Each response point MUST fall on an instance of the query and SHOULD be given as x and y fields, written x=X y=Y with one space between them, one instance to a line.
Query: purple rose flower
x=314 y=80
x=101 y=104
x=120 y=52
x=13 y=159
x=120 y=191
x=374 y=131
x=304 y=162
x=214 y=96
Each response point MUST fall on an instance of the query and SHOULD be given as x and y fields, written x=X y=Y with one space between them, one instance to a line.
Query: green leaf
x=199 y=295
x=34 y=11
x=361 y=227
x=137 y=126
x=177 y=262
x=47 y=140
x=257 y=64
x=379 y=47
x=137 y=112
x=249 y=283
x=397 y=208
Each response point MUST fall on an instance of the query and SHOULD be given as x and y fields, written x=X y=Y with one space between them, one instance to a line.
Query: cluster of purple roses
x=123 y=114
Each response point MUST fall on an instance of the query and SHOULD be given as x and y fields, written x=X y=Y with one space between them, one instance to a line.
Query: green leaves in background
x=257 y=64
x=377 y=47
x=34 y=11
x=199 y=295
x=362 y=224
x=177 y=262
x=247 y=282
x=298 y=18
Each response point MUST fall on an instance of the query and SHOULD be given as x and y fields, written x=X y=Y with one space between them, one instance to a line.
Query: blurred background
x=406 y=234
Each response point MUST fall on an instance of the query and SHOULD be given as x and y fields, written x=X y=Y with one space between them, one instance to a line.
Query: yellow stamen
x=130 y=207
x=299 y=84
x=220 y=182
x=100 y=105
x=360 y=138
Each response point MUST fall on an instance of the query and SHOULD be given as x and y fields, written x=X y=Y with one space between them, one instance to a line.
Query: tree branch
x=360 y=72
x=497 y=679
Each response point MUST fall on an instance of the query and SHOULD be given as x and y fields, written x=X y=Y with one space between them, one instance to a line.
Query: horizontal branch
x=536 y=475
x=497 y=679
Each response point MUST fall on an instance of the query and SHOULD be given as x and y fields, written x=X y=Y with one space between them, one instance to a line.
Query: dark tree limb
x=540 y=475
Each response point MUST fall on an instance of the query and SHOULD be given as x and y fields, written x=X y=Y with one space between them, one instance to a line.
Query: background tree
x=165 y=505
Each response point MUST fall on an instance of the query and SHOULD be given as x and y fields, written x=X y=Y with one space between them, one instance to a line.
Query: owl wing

● ● ● ● ● ● ●

**Exercise prompt**
Each line, beginning at the one that contains "Query: background tree" and continuing through the end of the records, must be written out exactly, first and last included.

**Exercise response**
Query: background tree
x=165 y=505
Each response point MUST fall on an instance of the query and SHOULD be given as x and y fields, written x=X y=Y with one space between them, one instance to a line.
Query: owl wing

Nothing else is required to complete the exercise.